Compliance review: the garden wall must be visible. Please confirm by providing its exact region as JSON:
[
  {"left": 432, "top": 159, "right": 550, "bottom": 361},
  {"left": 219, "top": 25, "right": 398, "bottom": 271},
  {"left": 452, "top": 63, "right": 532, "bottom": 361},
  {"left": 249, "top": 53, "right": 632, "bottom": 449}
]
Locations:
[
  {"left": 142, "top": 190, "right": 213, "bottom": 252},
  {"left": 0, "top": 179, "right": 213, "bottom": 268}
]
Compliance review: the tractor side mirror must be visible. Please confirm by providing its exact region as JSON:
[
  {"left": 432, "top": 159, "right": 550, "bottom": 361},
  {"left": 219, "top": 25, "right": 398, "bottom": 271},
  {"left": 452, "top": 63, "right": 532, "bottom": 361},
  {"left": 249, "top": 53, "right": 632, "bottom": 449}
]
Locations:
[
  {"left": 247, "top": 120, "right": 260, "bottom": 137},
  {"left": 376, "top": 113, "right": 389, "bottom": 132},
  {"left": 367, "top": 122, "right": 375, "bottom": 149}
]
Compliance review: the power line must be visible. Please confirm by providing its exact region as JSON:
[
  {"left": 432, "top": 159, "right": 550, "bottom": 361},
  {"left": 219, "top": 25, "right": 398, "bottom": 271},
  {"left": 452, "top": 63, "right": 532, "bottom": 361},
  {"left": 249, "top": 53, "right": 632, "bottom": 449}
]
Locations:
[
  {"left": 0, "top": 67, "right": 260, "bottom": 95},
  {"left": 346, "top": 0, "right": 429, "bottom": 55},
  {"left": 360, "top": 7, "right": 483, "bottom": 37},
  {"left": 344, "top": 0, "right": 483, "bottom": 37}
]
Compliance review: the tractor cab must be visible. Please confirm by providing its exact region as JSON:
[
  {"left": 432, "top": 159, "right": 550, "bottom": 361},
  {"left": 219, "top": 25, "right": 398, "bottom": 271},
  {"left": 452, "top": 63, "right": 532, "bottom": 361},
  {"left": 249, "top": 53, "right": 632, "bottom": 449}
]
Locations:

- - - - - - -

Stated exercise → Give every line of the records above as a numbered list, leaving out any blank lines.

Written response →
1. Compliance review: the garden wall must be visible. Please confirm by providing its exact region as JSON:
2. [
3.   {"left": 432, "top": 159, "right": 550, "bottom": 361},
4.   {"left": 219, "top": 25, "right": 398, "bottom": 271},
5.   {"left": 452, "top": 63, "right": 532, "bottom": 361},
6.   {"left": 249, "top": 53, "right": 632, "bottom": 449}
7. ]
8. Locations:
9. [
10.   {"left": 142, "top": 190, "right": 213, "bottom": 252},
11.   {"left": 0, "top": 179, "right": 213, "bottom": 268}
12. ]
13. Compliance review: the tractor side mirror must be visible. Please confirm by providing its exact region as JSON:
14. [
15.   {"left": 432, "top": 159, "right": 550, "bottom": 361},
16.   {"left": 219, "top": 25, "right": 398, "bottom": 271},
17.   {"left": 452, "top": 63, "right": 532, "bottom": 361},
18.   {"left": 249, "top": 53, "right": 632, "bottom": 449}
19. ]
20. Locations:
21. [
22.   {"left": 247, "top": 120, "right": 260, "bottom": 137},
23.   {"left": 376, "top": 113, "right": 389, "bottom": 132},
24.   {"left": 367, "top": 122, "right": 375, "bottom": 149}
25. ]
26. Compliance review: the power line must be visible. Please confirm by providing its exact region as JSON:
27. [
28.   {"left": 432, "top": 159, "right": 550, "bottom": 361},
29.   {"left": 219, "top": 25, "right": 398, "bottom": 271},
30.   {"left": 452, "top": 63, "right": 532, "bottom": 361},
31.   {"left": 249, "top": 53, "right": 632, "bottom": 449}
32. ]
33. Locations:
34. [
35.   {"left": 0, "top": 67, "right": 260, "bottom": 95},
36.   {"left": 346, "top": 0, "right": 429, "bottom": 55},
37.   {"left": 360, "top": 7, "right": 483, "bottom": 37},
38.   {"left": 344, "top": 0, "right": 483, "bottom": 37}
39. ]
40. Compliance review: the tractor cab must be visible. Please confirm by providing its exact region as JSON:
41. [
42.   {"left": 432, "top": 159, "right": 550, "bottom": 361},
43.   {"left": 219, "top": 25, "right": 398, "bottom": 271},
44.   {"left": 452, "top": 63, "right": 532, "bottom": 361},
45.   {"left": 249, "top": 53, "right": 632, "bottom": 449}
46. ]
47. Locations:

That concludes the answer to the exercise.